• [About this task]
Set the records down again exactly, apart from any pictures in them.

• [Input records]
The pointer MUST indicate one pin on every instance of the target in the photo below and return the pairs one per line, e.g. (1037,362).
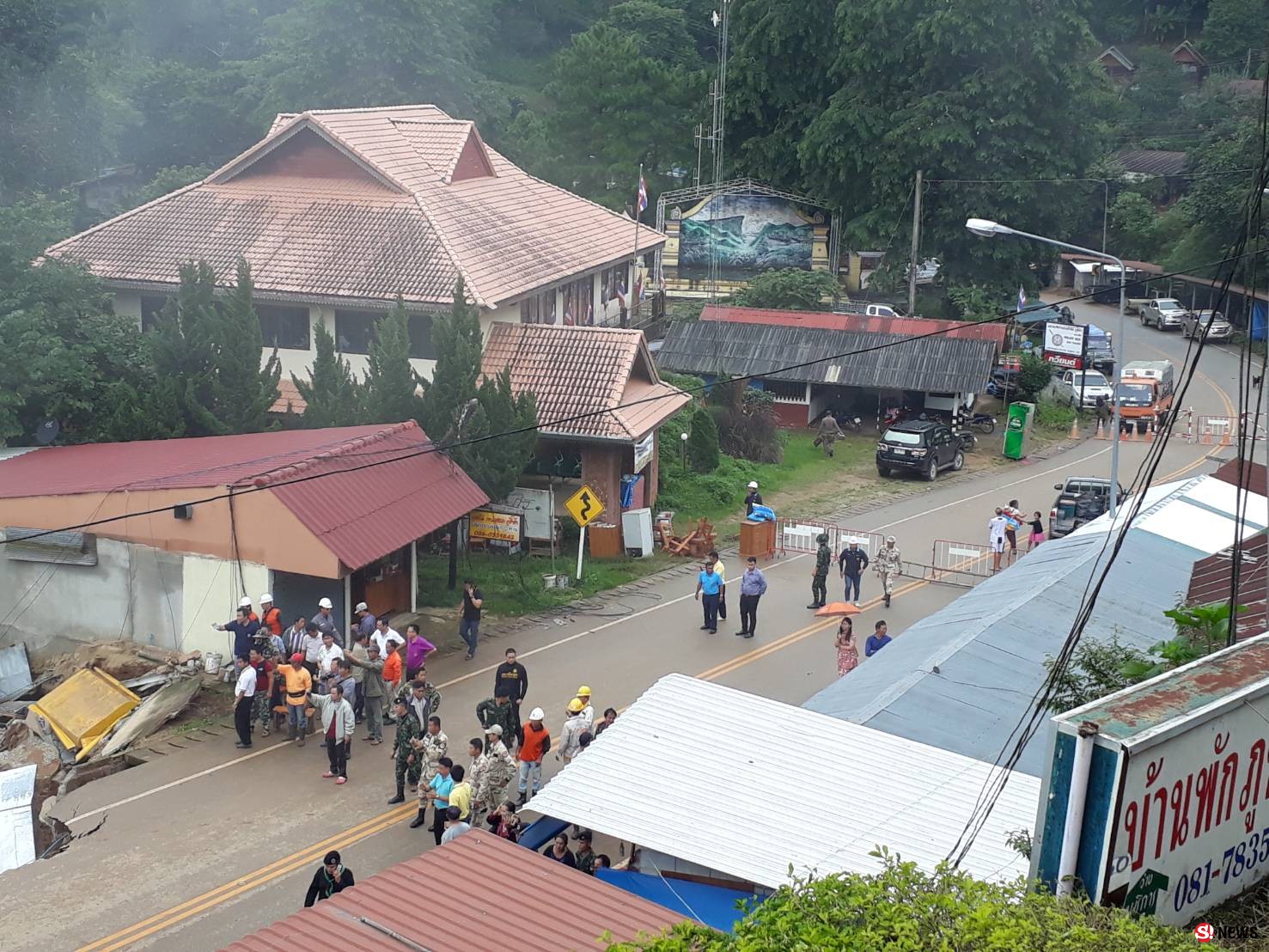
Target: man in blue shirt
(877,640)
(710,588)
(753,587)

• [Response]
The pointer MUST indicate one pin on every instance of the target in the photo below and return the pairs one per line, e.g. (1037,362).
Target: man in blue shirt
(877,640)
(710,588)
(753,587)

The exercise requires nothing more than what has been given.